#### Data for analysis ####

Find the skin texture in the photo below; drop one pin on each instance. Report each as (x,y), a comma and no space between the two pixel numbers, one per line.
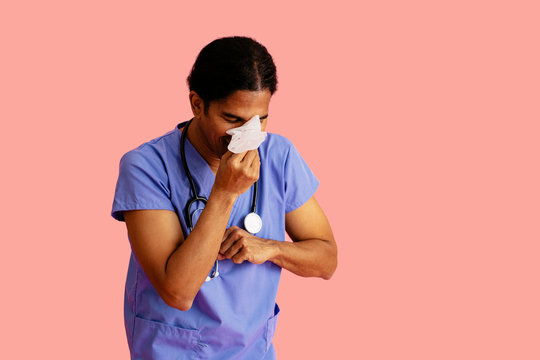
(177,267)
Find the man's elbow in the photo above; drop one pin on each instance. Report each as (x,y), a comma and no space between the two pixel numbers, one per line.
(330,269)
(179,302)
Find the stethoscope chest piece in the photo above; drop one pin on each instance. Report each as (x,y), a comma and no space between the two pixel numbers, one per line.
(253,223)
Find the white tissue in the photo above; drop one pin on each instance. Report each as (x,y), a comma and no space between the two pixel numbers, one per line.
(246,137)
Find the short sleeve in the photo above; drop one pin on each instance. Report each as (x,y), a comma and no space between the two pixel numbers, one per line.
(142,184)
(300,183)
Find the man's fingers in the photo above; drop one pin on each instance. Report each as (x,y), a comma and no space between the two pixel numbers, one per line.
(234,249)
(228,240)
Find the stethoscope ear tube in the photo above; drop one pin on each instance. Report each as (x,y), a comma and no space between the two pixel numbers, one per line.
(252,222)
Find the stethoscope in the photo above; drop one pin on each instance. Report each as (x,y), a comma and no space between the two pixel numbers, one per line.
(252,221)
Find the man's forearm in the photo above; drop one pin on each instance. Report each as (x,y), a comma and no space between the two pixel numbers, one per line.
(308,258)
(190,263)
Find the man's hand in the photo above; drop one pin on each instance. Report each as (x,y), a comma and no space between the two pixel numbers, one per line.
(239,245)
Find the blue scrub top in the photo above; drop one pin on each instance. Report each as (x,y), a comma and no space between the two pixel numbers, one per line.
(234,315)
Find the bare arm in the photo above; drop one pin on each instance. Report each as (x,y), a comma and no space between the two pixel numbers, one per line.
(177,267)
(313,251)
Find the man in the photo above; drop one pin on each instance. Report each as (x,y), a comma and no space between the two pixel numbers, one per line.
(208,291)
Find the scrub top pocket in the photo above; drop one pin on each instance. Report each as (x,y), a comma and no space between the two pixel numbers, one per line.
(271,327)
(156,340)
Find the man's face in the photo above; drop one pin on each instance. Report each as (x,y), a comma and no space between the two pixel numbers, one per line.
(233,111)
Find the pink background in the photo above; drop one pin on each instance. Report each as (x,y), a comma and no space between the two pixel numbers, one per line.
(420,119)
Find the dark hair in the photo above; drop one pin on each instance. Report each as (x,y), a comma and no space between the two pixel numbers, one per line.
(229,64)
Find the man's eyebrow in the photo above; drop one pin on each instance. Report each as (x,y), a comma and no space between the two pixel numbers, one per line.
(240,118)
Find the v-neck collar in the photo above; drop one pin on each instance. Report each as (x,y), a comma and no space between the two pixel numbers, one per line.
(200,170)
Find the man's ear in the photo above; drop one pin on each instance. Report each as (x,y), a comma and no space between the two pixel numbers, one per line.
(197,104)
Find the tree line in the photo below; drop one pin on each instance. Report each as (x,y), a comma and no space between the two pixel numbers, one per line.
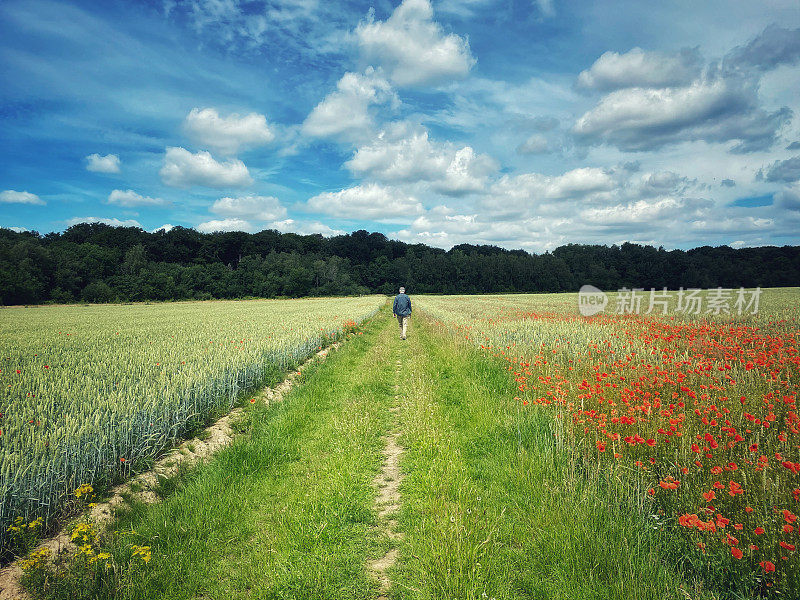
(99,263)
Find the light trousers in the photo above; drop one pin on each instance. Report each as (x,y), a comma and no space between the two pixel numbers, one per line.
(402,321)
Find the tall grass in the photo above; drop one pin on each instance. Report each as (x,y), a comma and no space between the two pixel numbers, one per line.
(697,416)
(88,393)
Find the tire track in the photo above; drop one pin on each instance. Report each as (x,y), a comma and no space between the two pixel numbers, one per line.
(387,503)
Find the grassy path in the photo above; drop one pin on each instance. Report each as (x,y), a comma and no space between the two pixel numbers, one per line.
(288,511)
(395,470)
(490,507)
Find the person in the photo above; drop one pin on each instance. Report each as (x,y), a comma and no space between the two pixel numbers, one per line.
(402,310)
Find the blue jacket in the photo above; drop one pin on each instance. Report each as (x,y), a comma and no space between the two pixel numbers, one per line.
(402,305)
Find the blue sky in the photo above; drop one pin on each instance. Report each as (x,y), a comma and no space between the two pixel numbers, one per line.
(524,124)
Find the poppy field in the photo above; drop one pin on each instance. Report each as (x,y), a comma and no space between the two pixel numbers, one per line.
(696,413)
(91,392)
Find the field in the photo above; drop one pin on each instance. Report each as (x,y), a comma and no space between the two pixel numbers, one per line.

####

• _Exercise goal_
Print verbatim every line above, apart from the pictures.

• _Answer to this exercise_
Find the skin texture in the photo below; drop one pin on each instance. Report each as (x,y), a comma and no space between the two pixel numbers, one per line.
(177,267)
Find the man's elbow in the photo above; drop one pin on each instance. Report each as (x,y), a comma and no space between the two pixel numbers, one per line.
(330,269)
(179,302)
Find the stethoscope chest piece in the photo above; drop one pin on each instance. Report each as (x,y), a comma and no space between the two pixel numbers, one per line.
(253,223)
Find the white tissue in the photo above; drop one pin on each instance. Report each as (x,y), a comma and no space between the two pixel numbers, one per line.
(246,137)
Find the short sleeve in the photo above; drop one pin on each instance. Report each as (x,y), a comma and no space between the two pixel numbers, one per line.
(142,184)
(300,183)
Find the man's fingers in the photo above; drop one pin on each instance. Report each as (x,y), a comma and no space between the two pixel numbers, one per line.
(234,249)
(228,240)
Find the stethoscope ear tube in the photo above; drop one pin on each instance. Report each as (x,y), a comma and no space between the two pixel numbers, one per line.
(252,222)
Find the stethoscope in the photo above; drop one pin on each instance. Report each as (x,y), a comma and no space between the two pixel numbers, one per line.
(252,221)
Find the man's forearm in the photo above; drop one pin on each instance. Report each as (x,y), a comma and no space between the two pixel numbers, one per line.
(308,258)
(190,263)
Find the man's hand in the photo above; drop one pin on each instance. Report each as (x,y), a comma and no space between the two pixel numbers, one per line.
(239,245)
Find the blue scrub top in the photo above; drop one pin on each instance. Report each as (x,y), a comma and no space between the two pixel numbers, one per line.
(234,315)
Find the bare arm in the photo above; drop one pin on each instance. Report each as (x,y), a comma and no space between the two pixel numbers, one per line.
(177,267)
(313,251)
Find the man in the photo above; drop one pin on each instance. Report each as (x,y), a comma and no space between the two pixel numbers, one per line.
(208,291)
Find the scrub top pocket in the photo above; drop one pin on each instance. Report each as (x,y), a comma and no space between the two pixel numbers, one per line.
(271,327)
(156,340)
Find the man's face in the photo above; drop one pin on each instance. Report each as (x,y), a comma and no space between the two pixel numbers, one per line.
(233,111)
Find the pink background in the photo above; drop one pin on each instance. Report each as (x,y), a comma and no space between the two pixel numbers, one per line.
(420,119)
Find the dark hair in the photo above; drop one pin on each instance. Report each as (x,y), a comma and no space between the two pixel numbers, one per line.
(229,64)
Find the man's eyebrow in the photo above; drop one pin on each instance. Report each as (x,y), a comma and no space between the two pixel numbers, one per line.
(240,118)
Find the v-neck collar in the photo above; drop one pin on each instance. Report each as (x,y), a comma and no space between the two pixel numbers, one per line.
(200,170)
Find the man's ear in the photo above; drop one pin on each instance. Report each as (x,y), a comma and no space between the two pixel numbers, one per line.
(197,104)
Find the tree line in the photo below; drop one pin on each instance. Report each as (x,y), a comma and no space between the two pixel numbers, one per line.
(99,263)
Find the light trousers in the photo above; drop one pin on each instance. Report each as (x,y), a comma and no space between the two pixel numbers, one per line.
(402,321)
Find the tall grass in the photo above; drop one pin on each instance. Report each as (x,y), a comma and no space between the two pixel numbers, one per line.
(697,416)
(88,393)
Find the tire track in the photo above; drop one pin on each instance. Report each as (x,y), a comma and no space between the two pixel numbers, one per line.
(387,503)
Find the grassy path in the photo above; drop one pin on each instance. Report each as (x,y), a comma and no space between the two pixel numbers, one per line.
(288,511)
(395,470)
(490,507)
Find the person in the photo above; drop one pin on each instance. Report each as (x,y), a comma and no space between the two pixel numbers, one per line.
(402,310)
Find the blue jacket in the photo above; drop one pin on each instance. Report each as (x,y), a comma and no space between the two pixel numbers, one per line.
(402,305)
Find the blue sky in the photo above; drop one pin on each instance. Report each as (x,y), a comma and no space between the two pixel numbers, one per line.
(524,124)
Find the poppy field in the photo above; drop one pin on each instance. Report each as (x,y), a comma and no space between the two pixel numbers, one per line.
(696,413)
(91,392)
Find the field in the photo above; drop one pin on each instance. Report each as (x,y), a comma and no space between the two pixel numbers, one per line.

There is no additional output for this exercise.